# EXERCISE REQUIREMENTS:
Extract every line of the records that contains the string "skewer", and copy each one whole. Case counts.

# INPUT DATA:

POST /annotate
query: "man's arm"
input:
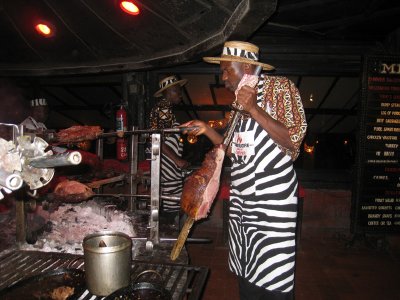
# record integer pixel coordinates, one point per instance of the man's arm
(181, 163)
(247, 97)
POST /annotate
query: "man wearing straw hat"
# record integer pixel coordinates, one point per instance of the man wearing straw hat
(263, 193)
(39, 115)
(161, 117)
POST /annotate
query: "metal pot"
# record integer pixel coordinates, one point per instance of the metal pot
(108, 256)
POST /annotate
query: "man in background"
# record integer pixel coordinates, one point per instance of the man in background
(172, 163)
(39, 114)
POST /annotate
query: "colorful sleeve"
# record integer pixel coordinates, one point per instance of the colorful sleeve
(288, 109)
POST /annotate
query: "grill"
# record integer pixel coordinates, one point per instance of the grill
(182, 281)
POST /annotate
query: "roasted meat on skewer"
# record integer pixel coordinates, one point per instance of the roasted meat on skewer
(78, 134)
(198, 193)
(202, 186)
(72, 191)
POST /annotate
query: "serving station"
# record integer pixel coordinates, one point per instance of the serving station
(49, 238)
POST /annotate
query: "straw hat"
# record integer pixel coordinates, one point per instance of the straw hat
(168, 82)
(38, 102)
(241, 52)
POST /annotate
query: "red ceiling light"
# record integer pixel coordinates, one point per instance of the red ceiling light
(129, 7)
(44, 29)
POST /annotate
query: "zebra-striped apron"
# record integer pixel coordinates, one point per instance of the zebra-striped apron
(171, 175)
(263, 209)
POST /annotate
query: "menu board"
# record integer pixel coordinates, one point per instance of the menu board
(376, 198)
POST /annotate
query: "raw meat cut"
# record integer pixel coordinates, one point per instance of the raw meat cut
(78, 134)
(72, 191)
(201, 187)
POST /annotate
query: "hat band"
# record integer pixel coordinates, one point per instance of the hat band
(231, 51)
(167, 82)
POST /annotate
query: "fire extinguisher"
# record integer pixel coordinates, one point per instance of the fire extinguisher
(121, 126)
(121, 120)
(122, 149)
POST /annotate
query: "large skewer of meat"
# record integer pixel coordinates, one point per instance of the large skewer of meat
(202, 186)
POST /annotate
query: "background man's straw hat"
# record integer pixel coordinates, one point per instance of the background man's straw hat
(168, 82)
(241, 52)
(38, 102)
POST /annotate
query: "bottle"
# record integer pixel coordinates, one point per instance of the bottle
(122, 149)
(121, 121)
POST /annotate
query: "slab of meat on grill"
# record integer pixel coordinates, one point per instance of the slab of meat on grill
(72, 191)
(201, 186)
(78, 134)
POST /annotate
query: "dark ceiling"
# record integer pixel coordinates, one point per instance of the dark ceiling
(83, 69)
(92, 36)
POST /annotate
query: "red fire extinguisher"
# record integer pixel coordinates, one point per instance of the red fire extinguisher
(121, 120)
(121, 126)
(122, 149)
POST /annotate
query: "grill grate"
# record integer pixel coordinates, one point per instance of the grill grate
(182, 281)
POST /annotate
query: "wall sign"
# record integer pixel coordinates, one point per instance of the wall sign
(376, 194)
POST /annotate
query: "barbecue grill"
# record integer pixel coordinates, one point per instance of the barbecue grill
(179, 280)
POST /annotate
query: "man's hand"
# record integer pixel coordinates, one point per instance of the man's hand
(182, 164)
(247, 98)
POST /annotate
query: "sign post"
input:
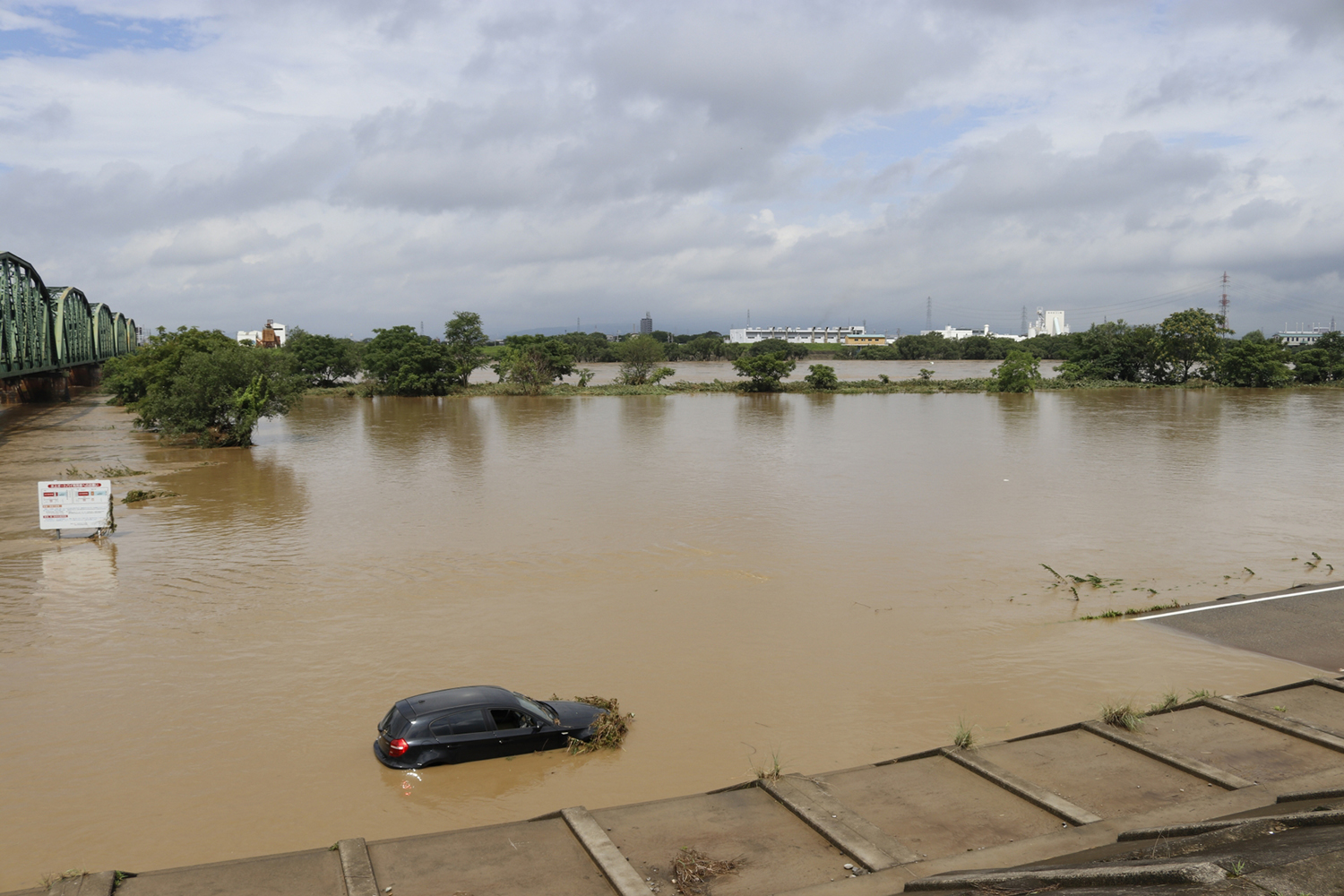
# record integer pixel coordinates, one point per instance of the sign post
(75, 504)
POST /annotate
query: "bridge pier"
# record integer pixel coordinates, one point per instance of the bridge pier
(39, 389)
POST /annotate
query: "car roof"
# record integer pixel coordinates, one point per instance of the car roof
(451, 697)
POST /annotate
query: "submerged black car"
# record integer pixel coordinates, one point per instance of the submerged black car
(464, 724)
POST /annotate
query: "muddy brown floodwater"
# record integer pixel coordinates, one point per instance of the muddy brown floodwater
(825, 579)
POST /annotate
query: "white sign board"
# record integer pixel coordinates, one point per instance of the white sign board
(74, 504)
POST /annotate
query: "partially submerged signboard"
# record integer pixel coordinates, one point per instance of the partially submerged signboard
(75, 504)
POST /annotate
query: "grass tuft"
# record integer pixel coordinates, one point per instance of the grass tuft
(1132, 611)
(609, 728)
(134, 495)
(104, 473)
(70, 874)
(693, 869)
(773, 771)
(1123, 715)
(964, 737)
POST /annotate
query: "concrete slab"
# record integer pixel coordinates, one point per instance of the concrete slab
(1099, 775)
(1304, 626)
(1314, 704)
(937, 807)
(774, 849)
(314, 872)
(838, 823)
(1239, 745)
(504, 860)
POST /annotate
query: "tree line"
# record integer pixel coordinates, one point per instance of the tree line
(207, 386)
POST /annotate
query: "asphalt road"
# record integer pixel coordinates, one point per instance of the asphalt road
(1303, 625)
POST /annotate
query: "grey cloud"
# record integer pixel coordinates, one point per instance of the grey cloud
(1021, 177)
(674, 105)
(210, 242)
(124, 196)
(46, 123)
(1260, 210)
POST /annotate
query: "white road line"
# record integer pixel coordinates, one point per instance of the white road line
(1236, 603)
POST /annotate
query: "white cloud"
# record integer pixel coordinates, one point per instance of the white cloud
(343, 166)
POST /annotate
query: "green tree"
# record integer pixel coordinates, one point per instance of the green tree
(534, 362)
(590, 347)
(765, 370)
(129, 376)
(203, 384)
(639, 358)
(704, 349)
(1191, 338)
(822, 376)
(1253, 360)
(1115, 351)
(1322, 362)
(320, 359)
(464, 347)
(1021, 373)
(403, 362)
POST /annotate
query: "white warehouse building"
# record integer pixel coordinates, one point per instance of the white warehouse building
(836, 335)
(952, 332)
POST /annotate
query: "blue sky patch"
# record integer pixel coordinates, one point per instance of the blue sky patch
(927, 132)
(70, 32)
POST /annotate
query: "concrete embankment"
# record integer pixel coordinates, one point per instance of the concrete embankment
(1061, 801)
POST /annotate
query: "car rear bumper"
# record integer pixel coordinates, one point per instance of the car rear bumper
(387, 761)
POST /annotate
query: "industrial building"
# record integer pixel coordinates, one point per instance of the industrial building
(1295, 338)
(835, 335)
(952, 332)
(273, 336)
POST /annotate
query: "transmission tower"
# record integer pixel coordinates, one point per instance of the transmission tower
(1222, 303)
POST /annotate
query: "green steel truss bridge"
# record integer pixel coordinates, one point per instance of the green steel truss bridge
(45, 330)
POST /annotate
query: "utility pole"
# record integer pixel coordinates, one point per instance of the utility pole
(1222, 303)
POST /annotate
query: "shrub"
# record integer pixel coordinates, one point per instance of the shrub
(765, 370)
(822, 376)
(203, 384)
(1021, 373)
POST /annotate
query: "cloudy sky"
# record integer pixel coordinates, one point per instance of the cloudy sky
(343, 166)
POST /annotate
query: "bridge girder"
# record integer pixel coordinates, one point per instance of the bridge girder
(48, 330)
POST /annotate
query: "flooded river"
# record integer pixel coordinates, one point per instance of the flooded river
(825, 579)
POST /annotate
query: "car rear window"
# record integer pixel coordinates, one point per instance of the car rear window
(395, 723)
(464, 721)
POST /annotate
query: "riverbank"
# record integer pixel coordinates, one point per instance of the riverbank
(800, 387)
(960, 818)
(714, 563)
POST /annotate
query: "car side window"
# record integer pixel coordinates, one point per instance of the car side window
(505, 719)
(464, 721)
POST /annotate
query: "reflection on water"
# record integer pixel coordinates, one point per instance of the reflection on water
(742, 571)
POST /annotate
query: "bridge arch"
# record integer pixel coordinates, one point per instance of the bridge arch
(48, 330)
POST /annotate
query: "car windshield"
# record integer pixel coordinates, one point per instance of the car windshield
(532, 707)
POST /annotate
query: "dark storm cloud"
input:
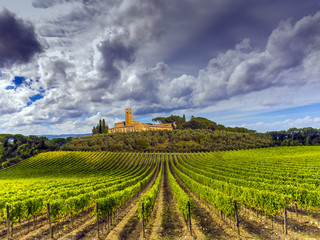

# RESULT FOR THIS TASK:
query: "roasted meat on skewer"
# record integer pixel coordinates, one point per instance of the roasted meat on skewer
query: "large skewer of meat"
# record integer pixel coordinates, one point per instance of the large skewer of meat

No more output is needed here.